Exercise goal
Starting with the line that contains "In the photo above, where can the man in blue" and going on through the line that contains "pixel 10 157", write out only those lines again, renaming "petanque ball" to "bocce ball" and changing nothing else.

Given data
┄┄┄┄┄┄┄┄┄┄

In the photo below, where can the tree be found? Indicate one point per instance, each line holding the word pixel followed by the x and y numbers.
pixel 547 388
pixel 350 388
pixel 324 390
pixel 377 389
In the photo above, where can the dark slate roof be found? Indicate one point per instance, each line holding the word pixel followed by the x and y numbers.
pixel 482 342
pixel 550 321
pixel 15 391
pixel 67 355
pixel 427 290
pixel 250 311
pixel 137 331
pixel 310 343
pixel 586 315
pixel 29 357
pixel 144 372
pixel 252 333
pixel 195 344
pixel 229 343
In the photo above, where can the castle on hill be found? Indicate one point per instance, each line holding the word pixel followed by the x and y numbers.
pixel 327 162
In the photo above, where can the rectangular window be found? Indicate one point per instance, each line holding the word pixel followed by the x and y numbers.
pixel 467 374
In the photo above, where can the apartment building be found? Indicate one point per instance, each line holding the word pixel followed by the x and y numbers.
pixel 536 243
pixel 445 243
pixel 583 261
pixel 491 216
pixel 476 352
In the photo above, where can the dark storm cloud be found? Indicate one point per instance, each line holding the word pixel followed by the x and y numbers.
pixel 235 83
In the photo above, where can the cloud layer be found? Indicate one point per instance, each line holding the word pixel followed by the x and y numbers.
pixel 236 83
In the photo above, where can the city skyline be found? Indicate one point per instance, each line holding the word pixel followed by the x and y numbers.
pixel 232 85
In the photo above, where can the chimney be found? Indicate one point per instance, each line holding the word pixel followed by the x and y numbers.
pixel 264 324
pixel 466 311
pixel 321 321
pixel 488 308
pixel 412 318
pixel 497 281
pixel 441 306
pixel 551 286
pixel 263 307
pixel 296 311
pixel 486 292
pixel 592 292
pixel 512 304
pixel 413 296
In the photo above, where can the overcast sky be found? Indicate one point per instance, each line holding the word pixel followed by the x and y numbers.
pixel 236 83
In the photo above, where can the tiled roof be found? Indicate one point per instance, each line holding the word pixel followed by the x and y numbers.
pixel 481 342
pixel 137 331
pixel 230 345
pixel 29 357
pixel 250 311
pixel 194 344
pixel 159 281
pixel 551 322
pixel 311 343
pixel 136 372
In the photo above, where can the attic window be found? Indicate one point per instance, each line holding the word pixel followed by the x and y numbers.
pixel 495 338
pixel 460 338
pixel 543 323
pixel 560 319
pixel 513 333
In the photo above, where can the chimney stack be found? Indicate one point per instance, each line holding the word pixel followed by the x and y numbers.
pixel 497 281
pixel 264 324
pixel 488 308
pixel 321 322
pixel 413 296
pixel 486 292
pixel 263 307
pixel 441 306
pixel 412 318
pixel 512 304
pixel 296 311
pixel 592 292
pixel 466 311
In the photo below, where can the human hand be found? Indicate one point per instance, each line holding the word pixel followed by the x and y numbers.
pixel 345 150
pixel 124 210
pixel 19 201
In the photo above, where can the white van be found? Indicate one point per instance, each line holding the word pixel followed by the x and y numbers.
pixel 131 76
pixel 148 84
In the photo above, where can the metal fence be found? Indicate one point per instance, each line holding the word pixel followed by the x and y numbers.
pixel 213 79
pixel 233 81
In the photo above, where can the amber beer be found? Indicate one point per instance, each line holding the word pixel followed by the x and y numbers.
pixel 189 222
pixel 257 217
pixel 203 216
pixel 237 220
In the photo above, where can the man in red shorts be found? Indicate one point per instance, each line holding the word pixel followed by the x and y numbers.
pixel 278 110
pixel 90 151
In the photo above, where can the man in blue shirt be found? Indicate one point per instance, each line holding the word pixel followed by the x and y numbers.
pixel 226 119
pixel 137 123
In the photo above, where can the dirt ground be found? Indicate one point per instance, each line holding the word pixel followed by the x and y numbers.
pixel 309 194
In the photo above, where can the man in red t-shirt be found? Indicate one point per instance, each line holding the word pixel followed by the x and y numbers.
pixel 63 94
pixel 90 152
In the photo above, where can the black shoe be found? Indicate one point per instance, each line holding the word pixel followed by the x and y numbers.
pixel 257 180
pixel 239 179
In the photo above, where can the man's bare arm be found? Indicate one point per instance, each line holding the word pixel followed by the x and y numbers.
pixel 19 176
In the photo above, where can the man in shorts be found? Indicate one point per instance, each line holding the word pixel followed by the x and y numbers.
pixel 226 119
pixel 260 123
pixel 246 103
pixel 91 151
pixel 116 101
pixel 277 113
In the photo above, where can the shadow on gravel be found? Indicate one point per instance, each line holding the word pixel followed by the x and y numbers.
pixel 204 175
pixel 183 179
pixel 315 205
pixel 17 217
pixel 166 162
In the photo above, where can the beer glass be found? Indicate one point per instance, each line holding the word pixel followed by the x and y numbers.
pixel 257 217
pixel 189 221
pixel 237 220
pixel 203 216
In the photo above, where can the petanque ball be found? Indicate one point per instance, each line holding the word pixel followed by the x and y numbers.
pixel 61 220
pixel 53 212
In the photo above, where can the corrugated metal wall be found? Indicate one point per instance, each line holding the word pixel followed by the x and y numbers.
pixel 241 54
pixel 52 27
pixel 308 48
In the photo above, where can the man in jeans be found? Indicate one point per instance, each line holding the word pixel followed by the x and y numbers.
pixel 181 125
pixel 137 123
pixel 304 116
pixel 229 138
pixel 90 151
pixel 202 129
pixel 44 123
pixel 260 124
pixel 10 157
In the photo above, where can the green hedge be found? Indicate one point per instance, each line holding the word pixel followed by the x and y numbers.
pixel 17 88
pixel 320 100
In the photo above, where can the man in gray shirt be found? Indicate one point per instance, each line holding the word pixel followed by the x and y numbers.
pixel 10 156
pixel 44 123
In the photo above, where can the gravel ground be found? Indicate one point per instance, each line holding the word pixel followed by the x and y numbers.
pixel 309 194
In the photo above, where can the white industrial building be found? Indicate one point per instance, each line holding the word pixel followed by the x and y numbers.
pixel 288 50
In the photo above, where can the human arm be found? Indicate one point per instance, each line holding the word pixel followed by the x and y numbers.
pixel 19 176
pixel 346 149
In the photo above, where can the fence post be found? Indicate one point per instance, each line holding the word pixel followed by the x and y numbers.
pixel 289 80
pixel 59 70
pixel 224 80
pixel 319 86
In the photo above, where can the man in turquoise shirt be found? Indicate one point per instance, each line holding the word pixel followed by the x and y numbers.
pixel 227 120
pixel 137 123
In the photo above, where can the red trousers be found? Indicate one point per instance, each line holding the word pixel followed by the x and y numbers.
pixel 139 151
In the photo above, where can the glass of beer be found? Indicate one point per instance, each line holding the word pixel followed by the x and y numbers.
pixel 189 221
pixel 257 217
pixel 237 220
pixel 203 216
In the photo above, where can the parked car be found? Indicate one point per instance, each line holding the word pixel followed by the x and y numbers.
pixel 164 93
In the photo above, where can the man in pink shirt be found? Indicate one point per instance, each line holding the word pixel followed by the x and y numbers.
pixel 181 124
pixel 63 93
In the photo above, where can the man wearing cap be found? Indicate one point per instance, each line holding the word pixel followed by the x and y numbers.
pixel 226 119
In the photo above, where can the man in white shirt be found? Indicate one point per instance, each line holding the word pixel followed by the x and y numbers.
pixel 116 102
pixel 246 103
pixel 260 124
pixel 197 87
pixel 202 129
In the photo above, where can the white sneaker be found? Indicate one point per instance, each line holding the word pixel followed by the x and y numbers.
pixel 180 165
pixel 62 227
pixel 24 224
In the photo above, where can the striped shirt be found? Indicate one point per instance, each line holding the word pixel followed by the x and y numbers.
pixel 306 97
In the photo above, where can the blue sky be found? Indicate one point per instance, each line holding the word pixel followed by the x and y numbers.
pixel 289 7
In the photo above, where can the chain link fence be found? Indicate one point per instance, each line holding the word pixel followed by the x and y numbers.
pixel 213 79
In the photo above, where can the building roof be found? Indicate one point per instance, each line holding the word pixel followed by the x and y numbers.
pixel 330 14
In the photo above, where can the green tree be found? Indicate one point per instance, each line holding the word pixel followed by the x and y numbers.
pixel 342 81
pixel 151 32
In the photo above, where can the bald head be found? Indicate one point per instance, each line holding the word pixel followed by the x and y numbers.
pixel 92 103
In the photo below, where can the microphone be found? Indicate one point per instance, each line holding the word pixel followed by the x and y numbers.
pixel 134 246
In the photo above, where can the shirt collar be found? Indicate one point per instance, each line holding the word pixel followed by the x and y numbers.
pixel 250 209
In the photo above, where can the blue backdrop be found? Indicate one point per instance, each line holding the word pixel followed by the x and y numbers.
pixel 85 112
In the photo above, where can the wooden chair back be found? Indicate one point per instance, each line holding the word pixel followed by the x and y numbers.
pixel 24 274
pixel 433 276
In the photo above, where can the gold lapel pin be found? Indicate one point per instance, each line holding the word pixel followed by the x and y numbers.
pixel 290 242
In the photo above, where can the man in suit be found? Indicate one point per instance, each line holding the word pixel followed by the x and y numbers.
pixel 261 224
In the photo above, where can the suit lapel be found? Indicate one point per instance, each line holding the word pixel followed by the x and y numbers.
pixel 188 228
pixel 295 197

┄┄┄┄┄┄┄┄┄┄

Output
In the photo above, where can the man in blue shirt be found? Indicate one point per instance, each line holding the word pixel followed by the x and y numbers.
pixel 226 119
pixel 137 123
In the photo above, where can the dirt ground be found? Indicate one point per instance, each line holding the word pixel followed by the x and y numbers.
pixel 309 194
In the photo above, where can the man in red t-shirt be found? Indicate one point per instance, each line holding the word pixel followed by the x and y numbers.
pixel 63 94
pixel 90 152
In the photo above, where can the black shoe be found? Indicate one point per instance, each line holding the word pixel followed by the x and y numbers.
pixel 257 180
pixel 239 179
In the photo above, where can the man's bare arm be found? Indicate one point per instance, each line holding the word pixel followed by the x and y numbers.
pixel 19 176
In the photo above, where can the man in shorts be found? Indicate one point per instance, each line holding the word pixel followed by the x and y numbers.
pixel 226 119
pixel 260 123
pixel 246 103
pixel 91 151
pixel 116 101
pixel 277 113
In the photo above, where can the shadow on gravel be found? Indicate one point per instance, each line holding the word pixel followed by the x and y numbers.
pixel 204 175
pixel 183 179
pixel 315 205
pixel 17 217
pixel 166 162
In the photo above, where can the beer glass be found? Indicate one point per instance, each line holding the word pixel followed by the x and y numbers.
pixel 257 217
pixel 189 221
pixel 237 220
pixel 203 216
In the photo above, where can the bocce ball be found? Indicate one point per instance, each line holding the word pixel followed by the x and y numbers.
pixel 61 220
pixel 53 212
In the photo above, where can the corrugated metal wall be found? Indicate one point per instance, each line holding the word pixel followed by the x and y numbers.
pixel 241 54
pixel 52 27
pixel 308 48
In the photo above, where can the man in jeans be found? Indicate one point per instance, each line holding the word pixel followed by the x and y numbers.
pixel 181 125
pixel 137 123
pixel 304 116
pixel 229 138
pixel 90 151
pixel 202 129
pixel 44 123
pixel 260 124
pixel 10 157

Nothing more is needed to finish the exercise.